▶ Text for analysis

···

Yes, "cabin fever". That's the only term for the effect of this immuno-suppressive therapy that since I've been home from the hospital has:
a) been keeping me from being anywhere in public for too long--without donning a mask, as suggested by my doc, especially in crowded places and when doing chemo @ the hospital.
b), inviting guests over to visit, at least until it's warmer out and we can sit outside in the fresh air where I don't have to worry at all about catching any incubating colds or flu viruses.
Gotta say that after over 2 months of it now, I'm rather feelin' it. Social deprivation and even missing the simple act of say dinner out or drinks at our favo wine bar with hub, (something we used to do a lot of), is sorely missed and I can't tell ya's how keen I am for this therapy to be a wrap and my immune system to be back online.
Every two weeks, I have blood tests done and watch with a bit of sadness the lymphocytes, (our white blood cells that protect us from viral and bacterial infection), dropping like flies, (gonna pick up the latest test results today).
I can only hope that after the chemo is over and when the Prednisone is down to the 2 year plan of only 10 mgs/day, that soon after I shall see those numbers restoring themselves to--maybe not perfectly normal levels, but at least more than they are now. The last blood tests showed them go from 1166, (normal ranges being between 1500-4000), to 598, so when I pick up today's I shall be ready for anything.
But alas, this is all normal and no doubt helping these lil kidney beans improve their filtration rate and THAT is what this is all about, so I press on, cloister on and look at the many pluses that only be cherished more if I rewind to how truly NOT fun life in the hospital was.
-To be sick and secluded in these modern times is quite a blessing. With email, video skype and the like, I'm so much less cut off then if this all would have happened say in the 90's, so I do have some pretty good sick-timing.
-I LOVE our little house. Even before getting sick I was a bit of a nester, enjoying many evenings by the fire, or soaking in the bubble bath, staring up into the night sky through the big picture window above the long, deep tub and I love it now more than ever as so often I am just chilled to the bone it seems.
-My kitchen is perfect for me and I love to be creating in it, and if anything, the restrictions of this renal diet have proven to be a culinary-challenge I can rise to. When I imagine having to follow that diet's heavy rules as a non-cook, I can easily see how it might indeed suck the big enchilada, (filled with no beans, no meat, no cheese or any of the usual enchi-suspects because those foods are not allowed ; ).
-Then there's Tony here with me all the time, keeping me company, making his silly deaf-dog groinks and grunts and whines, being a clown, being a snurrggler and in general, brightening my life like no other creature I've ever known. Tony is home. And he's such an incredibly well-behaved pooch, so obedient, sensitive and again, I can't laud on him enough, evidently.
Today, Pascal returned from leaving for work about a half hour later due to the trains being shut down for the day because of the weather, so it's a "snow day", in Paris and now we can spend it together.
<-- Here's P & T later on enroute. I was very glad to have brought my umbrella to use as a shield as the winds were decidedly against us on the way there.
So yes, "Cabin Fever", and lots more of of it before the ole immune system bounces back some. Looking forward to Spring and seeing some old friends again in the fresh air.
In the mean time, I remain the cloistered Juan, save for chemo & doctors apps, the odd, quick trip to the grocers, or pharmacy and of course, my treasured dog walks out in the fresh air with T.
For all of you out there living life as normal, sitting in cafes chatting with friends, going out to dinner with your better halves, laughing over drinks 'n snacks in your homes or whatever, enjoy it a lil extra for me please, as wow, it's amazing what you miss when it's gone.

···

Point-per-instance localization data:
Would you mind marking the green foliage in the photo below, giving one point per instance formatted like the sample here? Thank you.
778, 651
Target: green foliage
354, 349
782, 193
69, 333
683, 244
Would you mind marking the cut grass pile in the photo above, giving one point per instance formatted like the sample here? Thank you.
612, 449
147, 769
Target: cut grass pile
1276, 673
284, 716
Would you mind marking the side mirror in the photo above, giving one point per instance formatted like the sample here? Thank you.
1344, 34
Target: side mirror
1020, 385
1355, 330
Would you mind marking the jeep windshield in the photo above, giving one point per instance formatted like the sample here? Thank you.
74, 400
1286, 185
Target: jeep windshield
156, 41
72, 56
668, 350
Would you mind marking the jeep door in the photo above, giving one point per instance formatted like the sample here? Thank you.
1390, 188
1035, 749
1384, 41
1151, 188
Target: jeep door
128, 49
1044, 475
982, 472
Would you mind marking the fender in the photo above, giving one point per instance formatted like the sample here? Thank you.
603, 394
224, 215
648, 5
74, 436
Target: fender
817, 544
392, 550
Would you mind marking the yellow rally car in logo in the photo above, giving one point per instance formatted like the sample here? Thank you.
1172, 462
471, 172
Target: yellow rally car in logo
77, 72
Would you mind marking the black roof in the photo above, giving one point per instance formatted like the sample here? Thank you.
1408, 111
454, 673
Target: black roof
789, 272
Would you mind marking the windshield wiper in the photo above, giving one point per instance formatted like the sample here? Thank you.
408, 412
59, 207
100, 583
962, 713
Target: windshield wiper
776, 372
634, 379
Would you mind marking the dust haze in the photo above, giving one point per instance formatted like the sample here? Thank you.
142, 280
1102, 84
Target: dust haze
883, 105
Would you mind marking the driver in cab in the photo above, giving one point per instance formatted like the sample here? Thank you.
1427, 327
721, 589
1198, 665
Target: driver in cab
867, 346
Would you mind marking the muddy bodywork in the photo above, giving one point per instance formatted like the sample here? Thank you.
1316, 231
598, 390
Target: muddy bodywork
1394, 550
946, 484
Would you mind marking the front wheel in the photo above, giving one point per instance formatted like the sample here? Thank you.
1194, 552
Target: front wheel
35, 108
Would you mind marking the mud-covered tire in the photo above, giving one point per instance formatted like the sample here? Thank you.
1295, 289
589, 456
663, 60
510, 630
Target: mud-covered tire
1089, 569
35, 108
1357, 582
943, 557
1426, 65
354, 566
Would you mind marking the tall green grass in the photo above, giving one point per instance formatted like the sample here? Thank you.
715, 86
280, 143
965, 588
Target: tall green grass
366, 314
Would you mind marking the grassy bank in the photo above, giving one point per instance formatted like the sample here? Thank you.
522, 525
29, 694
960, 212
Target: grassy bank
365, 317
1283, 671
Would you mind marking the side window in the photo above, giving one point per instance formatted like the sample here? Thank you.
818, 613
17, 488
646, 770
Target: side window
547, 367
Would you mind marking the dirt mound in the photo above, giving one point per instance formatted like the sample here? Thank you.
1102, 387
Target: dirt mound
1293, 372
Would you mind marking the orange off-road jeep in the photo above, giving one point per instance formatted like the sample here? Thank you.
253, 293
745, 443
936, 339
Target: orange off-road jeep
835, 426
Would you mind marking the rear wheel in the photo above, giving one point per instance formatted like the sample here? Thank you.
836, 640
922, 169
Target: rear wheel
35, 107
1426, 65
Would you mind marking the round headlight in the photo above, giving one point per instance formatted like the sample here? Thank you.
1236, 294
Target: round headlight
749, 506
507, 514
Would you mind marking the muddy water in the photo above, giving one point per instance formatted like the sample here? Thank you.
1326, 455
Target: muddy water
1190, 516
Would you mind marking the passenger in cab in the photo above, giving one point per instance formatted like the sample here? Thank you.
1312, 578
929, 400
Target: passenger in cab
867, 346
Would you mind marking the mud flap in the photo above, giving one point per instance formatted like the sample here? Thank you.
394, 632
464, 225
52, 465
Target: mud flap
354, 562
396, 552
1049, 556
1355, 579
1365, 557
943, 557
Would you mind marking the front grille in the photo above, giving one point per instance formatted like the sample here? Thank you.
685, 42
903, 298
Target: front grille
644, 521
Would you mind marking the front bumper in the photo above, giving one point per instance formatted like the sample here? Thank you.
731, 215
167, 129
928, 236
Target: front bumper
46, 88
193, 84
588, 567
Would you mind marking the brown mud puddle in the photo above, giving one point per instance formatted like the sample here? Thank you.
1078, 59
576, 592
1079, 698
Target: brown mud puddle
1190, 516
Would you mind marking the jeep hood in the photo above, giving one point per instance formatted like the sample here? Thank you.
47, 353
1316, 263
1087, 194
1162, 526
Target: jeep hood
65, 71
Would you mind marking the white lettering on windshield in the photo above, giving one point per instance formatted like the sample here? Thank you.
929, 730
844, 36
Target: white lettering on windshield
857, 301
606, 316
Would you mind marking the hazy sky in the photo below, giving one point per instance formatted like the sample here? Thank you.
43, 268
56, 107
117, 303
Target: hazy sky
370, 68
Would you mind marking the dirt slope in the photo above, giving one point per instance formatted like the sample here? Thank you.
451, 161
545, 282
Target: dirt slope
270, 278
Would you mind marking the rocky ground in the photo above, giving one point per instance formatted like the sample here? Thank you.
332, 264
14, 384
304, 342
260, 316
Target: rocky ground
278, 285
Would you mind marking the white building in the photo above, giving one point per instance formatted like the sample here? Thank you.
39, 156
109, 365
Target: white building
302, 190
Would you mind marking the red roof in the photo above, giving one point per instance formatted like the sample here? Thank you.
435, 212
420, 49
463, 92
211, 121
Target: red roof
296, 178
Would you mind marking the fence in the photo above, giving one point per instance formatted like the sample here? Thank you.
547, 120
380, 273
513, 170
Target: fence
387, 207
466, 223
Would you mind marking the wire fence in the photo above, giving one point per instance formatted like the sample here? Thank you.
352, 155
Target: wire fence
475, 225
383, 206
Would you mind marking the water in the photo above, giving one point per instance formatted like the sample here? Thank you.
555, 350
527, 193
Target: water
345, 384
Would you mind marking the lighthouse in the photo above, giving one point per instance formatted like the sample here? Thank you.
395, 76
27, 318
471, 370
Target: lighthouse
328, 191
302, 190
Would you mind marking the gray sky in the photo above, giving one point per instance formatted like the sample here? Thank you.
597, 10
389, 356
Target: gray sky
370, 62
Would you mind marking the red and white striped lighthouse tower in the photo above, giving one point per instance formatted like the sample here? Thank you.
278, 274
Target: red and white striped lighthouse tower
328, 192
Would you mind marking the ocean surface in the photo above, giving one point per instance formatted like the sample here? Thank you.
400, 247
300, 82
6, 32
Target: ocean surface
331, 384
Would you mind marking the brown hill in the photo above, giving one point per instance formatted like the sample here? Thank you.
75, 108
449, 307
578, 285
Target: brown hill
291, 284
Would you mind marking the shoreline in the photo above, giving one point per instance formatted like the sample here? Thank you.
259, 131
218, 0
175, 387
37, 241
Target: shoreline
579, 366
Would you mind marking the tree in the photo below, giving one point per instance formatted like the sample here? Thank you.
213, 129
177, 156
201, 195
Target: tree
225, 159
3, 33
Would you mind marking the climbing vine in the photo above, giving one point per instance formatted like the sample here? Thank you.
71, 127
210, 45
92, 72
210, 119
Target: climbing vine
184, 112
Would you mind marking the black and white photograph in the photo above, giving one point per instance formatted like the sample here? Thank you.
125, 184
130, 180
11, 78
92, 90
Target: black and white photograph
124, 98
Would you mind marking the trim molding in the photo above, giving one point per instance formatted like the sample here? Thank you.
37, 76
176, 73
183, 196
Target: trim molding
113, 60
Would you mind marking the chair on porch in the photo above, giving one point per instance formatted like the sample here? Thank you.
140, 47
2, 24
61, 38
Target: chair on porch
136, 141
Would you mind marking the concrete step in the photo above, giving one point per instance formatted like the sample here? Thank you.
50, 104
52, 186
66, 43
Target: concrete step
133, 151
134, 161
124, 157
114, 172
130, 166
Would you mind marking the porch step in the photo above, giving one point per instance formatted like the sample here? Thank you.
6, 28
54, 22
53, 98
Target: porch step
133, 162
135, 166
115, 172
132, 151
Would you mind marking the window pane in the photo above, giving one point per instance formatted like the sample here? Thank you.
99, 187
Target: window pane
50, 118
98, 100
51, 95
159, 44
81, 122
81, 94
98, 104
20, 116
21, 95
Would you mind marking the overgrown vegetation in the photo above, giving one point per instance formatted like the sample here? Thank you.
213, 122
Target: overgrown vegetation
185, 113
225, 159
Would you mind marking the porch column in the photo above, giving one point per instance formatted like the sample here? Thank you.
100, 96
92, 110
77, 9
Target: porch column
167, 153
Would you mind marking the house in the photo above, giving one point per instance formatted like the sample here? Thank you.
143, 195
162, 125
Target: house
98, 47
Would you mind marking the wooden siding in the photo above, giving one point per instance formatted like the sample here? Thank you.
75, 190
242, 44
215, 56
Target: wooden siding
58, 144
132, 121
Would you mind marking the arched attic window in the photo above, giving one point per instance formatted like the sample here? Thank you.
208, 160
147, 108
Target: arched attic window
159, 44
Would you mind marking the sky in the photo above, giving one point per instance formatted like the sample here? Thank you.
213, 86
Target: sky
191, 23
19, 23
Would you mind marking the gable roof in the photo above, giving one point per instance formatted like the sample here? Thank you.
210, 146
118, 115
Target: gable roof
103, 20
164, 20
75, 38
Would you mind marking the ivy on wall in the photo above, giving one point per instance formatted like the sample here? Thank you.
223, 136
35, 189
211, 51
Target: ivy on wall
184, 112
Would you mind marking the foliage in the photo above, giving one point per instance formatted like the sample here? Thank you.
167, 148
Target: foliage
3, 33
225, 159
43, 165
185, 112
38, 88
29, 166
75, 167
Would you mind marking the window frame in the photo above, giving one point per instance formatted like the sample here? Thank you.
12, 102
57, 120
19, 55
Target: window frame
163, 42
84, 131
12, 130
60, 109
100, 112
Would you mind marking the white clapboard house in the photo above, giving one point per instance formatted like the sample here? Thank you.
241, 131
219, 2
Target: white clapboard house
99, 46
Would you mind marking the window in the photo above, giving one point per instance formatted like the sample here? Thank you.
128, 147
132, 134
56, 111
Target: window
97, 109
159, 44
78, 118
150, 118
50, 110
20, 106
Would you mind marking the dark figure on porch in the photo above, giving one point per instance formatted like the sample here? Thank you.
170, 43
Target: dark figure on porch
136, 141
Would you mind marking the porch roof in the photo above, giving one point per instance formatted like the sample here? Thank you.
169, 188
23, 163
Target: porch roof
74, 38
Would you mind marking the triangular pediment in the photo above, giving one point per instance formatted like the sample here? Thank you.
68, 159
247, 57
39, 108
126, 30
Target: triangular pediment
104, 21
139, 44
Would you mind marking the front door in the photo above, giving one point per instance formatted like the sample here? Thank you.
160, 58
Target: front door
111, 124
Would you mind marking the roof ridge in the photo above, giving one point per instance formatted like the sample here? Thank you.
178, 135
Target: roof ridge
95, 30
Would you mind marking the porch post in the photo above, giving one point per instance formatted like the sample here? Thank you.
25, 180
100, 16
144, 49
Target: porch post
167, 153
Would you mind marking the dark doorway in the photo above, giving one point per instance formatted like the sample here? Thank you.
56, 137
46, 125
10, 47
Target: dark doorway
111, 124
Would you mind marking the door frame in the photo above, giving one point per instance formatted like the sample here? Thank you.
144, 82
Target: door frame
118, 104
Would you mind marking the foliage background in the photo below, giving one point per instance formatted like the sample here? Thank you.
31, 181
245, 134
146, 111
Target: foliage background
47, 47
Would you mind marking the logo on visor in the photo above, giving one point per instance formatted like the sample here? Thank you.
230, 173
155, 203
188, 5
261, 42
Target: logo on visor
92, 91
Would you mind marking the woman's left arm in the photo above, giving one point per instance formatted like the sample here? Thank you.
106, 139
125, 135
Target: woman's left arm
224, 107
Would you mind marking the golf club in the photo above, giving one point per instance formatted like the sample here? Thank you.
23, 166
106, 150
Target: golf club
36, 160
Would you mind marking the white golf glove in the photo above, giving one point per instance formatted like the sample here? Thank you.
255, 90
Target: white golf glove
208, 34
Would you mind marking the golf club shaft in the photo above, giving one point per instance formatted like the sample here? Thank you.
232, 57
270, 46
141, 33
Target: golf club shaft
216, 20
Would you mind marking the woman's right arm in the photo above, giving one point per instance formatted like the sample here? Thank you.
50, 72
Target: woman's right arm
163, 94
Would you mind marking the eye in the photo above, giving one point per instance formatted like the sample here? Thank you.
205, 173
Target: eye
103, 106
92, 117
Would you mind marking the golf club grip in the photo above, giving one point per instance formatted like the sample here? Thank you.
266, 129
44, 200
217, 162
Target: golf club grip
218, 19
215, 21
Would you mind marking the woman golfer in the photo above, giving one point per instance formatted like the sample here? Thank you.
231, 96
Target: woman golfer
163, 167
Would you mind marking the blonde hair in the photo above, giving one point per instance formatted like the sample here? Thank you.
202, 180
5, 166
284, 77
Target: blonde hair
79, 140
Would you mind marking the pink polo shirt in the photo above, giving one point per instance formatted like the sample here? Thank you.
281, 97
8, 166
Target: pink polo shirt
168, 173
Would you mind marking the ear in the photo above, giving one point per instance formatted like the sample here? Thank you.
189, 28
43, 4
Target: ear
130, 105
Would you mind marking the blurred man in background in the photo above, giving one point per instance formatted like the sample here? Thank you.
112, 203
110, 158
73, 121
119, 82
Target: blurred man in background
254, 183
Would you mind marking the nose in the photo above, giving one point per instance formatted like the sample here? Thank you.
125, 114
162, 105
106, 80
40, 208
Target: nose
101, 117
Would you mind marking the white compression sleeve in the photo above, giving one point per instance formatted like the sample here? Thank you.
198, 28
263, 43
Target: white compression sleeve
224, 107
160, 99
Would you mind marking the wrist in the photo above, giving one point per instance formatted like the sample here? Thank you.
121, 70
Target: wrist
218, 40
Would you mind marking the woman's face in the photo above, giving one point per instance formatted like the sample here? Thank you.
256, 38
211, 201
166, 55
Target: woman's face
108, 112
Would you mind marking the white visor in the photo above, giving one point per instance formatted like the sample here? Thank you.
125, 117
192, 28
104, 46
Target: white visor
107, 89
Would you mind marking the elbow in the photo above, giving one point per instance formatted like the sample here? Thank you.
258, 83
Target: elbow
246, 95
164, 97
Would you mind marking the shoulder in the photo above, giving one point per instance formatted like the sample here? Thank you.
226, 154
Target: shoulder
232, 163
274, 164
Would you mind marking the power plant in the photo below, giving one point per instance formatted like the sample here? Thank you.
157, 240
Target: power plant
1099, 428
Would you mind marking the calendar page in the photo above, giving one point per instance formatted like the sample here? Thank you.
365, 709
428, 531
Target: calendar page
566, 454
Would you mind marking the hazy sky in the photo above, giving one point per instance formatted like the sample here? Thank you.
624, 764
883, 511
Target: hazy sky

···

▶ What this exercise asks
1) Please set down the part of the cabin fever post that begins at the words "But alas, this" and stops after "pretty good sick-timing.".
2) In the cabin fever post, what lymphocyte count did the last blood tests show?
The items aren't needed for anything here.

▶ Activity answers
1)
But alas, this is all normal and no doubt helping these lil kidney beans improve their filtration rate and THAT is what this is all about, so I press on, cloister on and look at the many pluses that only be cherished more if I rewind to how truly NOT fun life in the hospital was.
-To be sick and secluded in these modern times is quite a blessing. With email, video skype and the like, I'm so much less cut off then if this all would have happened say in the 90's, so I do have some pretty good sick-timing.

2) 598, down from 1166.